Your objective => Reproduce the data that follows line for line, with no changes.

********************

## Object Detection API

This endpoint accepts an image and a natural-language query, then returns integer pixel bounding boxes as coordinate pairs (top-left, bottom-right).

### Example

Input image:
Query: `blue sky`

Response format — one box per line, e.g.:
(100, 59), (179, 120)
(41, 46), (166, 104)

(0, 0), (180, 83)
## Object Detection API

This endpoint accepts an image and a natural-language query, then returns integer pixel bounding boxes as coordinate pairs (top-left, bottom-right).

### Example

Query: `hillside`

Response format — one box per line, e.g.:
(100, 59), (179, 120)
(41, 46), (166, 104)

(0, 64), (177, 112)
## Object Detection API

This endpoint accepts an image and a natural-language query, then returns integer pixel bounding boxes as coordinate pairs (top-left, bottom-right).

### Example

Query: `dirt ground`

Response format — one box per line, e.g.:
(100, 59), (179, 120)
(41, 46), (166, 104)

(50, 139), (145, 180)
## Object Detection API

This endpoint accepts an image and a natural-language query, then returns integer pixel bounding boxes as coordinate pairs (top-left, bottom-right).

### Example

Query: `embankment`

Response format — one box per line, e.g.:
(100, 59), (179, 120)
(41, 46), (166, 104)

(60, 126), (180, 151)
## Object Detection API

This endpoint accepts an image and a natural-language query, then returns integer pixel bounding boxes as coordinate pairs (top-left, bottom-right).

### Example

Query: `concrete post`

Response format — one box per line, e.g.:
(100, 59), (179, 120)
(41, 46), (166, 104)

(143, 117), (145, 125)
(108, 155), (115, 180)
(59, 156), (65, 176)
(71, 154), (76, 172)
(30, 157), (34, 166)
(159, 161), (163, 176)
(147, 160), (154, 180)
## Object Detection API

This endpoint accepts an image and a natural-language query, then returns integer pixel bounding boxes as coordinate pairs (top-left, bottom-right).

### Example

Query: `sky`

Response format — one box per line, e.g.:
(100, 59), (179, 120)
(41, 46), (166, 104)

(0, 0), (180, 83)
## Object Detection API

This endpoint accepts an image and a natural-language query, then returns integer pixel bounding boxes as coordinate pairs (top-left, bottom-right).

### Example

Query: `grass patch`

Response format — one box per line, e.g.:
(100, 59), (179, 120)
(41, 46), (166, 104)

********************

Written solution =>
## Object Detection API

This endpoint accepts an image and a natural-language query, then returns integer pixel bounding boxes as coordinate pairs (top-left, bottom-right).

### Example

Input image:
Query: `blue sky`

Response format — one box per line, e.g.:
(100, 59), (179, 120)
(41, 46), (166, 104)

(0, 0), (180, 83)
## Object Detection API

This endpoint accepts an image and a natural-language query, then returns integer pixel bounding boxes as coordinate pairs (top-left, bottom-right).

### Example

Query: `hillside`

Response format — one box per line, e.g.:
(100, 59), (179, 120)
(41, 46), (166, 104)

(0, 64), (177, 112)
## Object Detection API

This endpoint accepts an image and a natural-language query, then returns integer pixel bounding boxes as coordinate pairs (top-left, bottom-right).

### Example

Query: `dirt ground`

Response format — one box per line, e.g.:
(100, 59), (179, 120)
(41, 46), (166, 104)

(50, 139), (145, 180)
## Object Detection API

This endpoint accepts an image and a natural-language query, then returns integer pixel bounding boxes as coordinate pairs (top-left, bottom-right).

### Example

Query: `embankment`

Response format — one box per line, e.g.:
(100, 59), (179, 120)
(41, 46), (166, 104)

(60, 126), (180, 151)
## Object Detection API

This endpoint accepts an image and a natural-language query, then returns integer pixel bounding boxes as coordinate pairs (top-left, bottom-right).

### Example

Query: `concrete post`

Response format — one box per line, e.g.:
(100, 59), (179, 120)
(41, 46), (166, 104)

(143, 117), (145, 125)
(108, 155), (115, 180)
(59, 156), (65, 176)
(71, 154), (76, 172)
(30, 157), (34, 166)
(159, 161), (163, 176)
(147, 160), (154, 180)
## Object Detection API

This endpoint accepts an image and a natural-language query, then returns integer pixel bounding boxes as coordinate pairs (top-left, bottom-right).

### Example

Query: `sky`

Response format — one box per line, e.g.:
(100, 59), (179, 120)
(41, 46), (166, 104)

(0, 0), (180, 83)
## Object Detection API

This endpoint accepts an image and a natural-language query, then returns integer pixel bounding boxes as coordinate pairs (top-left, bottom-right).

### Example

Query: `grass patch`

Response format — one box per line, e.g.:
(100, 59), (179, 120)
(41, 46), (166, 104)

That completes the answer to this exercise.